Instructions ->
1) From the housework tips below, list every day of the week in the writer's current cleaning schedule together with the chore assigned to that day.
2) Transcribe the part of the housework tips below starting with "- Time how long" and going on through "us in clothes.".

━━━ Document extract

5. Do housework when you’re motivated to do housework, OR create a basic cleaning schedule.
I don’t know what season you’re in right now. If you are looking for this post, my hunch is that you are extremely exhausted and overwhelmed.
When you’re in that kind of season where you don’t know which way is up, clean the kitchen at the end of every day and nothing else, until you feel like your life is a little more under control and you have more energy.
Otherwise, clean when you’re motivated to do so, and prioritize which rooms get that energy first, like the bathroom.
When you’re ready, create a super simple cleaning schedule. Here’s how:
- Prioritize weekly cleaning – decide what needs to be done every week and what can wait longer (for me that’s bathrooms, vacuuming and taking trash to the dump).
- Time how long those weekly tasks take you. There is often a mental block to cleaning if you think a task is going to take a super long time. When you know the bathroom only takes 20 minutes to clean, it’s a lot easier to assign it a day and get er’ done.
- Assign each task a day of the week, leaving at least 1-2 days off every week.
My current simple cleaning schedule looks like this:
- Monday – Master Bathroom
- Tuesday – Boys’ Bathroom
- Wednesday – Main Bathroom
- Thursday – Vacuum/Wipe Surfaces Downstairs
- Friday – Vacuum/Wipe Surfaces Upstairs
As I said earlier, I put in a load of laundry in the morning and put it away at night. One a day keeps us in clothes.
Every other task and room gets done when I have the energy and motivation to do so. So give yourself the same free pass – your home doesn’t need to be perfect.

━━━━━━
━━━ Data shown

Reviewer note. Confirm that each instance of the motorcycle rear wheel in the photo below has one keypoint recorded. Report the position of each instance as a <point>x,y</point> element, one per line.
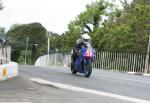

━━━━━━

Task-by-task results ->
1)
- Monday: Master Bathroom
- Tuesday: Boys' Bathroom
- Wednesday: Main Bathroom
- Thursday: Vacuum/Wipe Surfaces Downstairs
- Friday: Vacuum/Wipe Surfaces Upstairs

2)
- Time how long those weekly tasks take you. There is often a mental block to cleaning if you think a task is going to take a super long time. When you know the bathroom only takes 20 minutes to clean, it’s a lot easier to assign it a day and get er’ done.
- Assign each task a day of the week, leaving at least 1-2 days off every week.
My current simple cleaning schedule looks like this:
- Monday – Master Bathroom
- Tuesday – Boys’ Bathroom
- Wednesday – Main Bathroom
- Thursday – Vacuum/Wipe Surfaces Downstairs
- Friday – Vacuum/Wipe Surfaces Upstairs
As I said earlier, I put in a load of laundry in the morning and put it away at night. One a day keeps us in clothes.